═════ TASK MATERIAL ═════

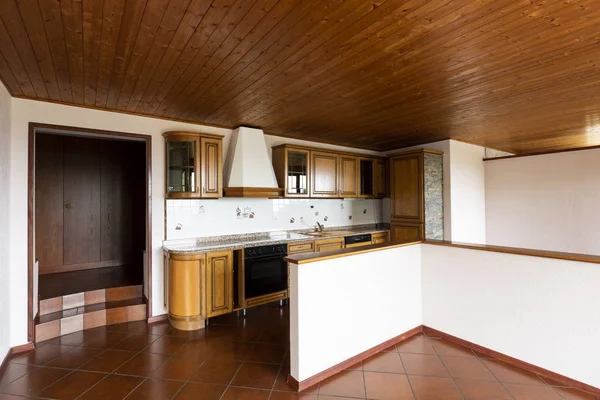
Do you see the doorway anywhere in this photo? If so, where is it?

═════
═════ TASK MATERIAL ═════

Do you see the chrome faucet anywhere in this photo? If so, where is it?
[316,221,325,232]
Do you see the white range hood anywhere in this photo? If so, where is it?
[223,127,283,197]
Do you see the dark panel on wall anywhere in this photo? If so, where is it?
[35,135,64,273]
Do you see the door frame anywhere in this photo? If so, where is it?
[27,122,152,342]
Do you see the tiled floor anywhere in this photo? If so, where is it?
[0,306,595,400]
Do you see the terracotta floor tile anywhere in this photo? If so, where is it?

═════

__PROBLEM DETAILS__
Copy out the material between the lines holding "Do you see the dark" and "[0,306,595,400]", inclusive, keeping the request lines unchanged and multiplying every coordinate in the answers by 2.35. Round each result to a whole number with halves going up, and return only those lines.

__OUTPUT OF THE EXERCISE__
Do you see the dark panel on wall anywhere in this photo? If so, where is it?
[82,317,150,642]
Do you see the door frame anywhere in this photo? If so, where is it?
[63,287,357,804]
Do you see the tiled floor anywhere in this photo? If so, where is it?
[0,719,1398,940]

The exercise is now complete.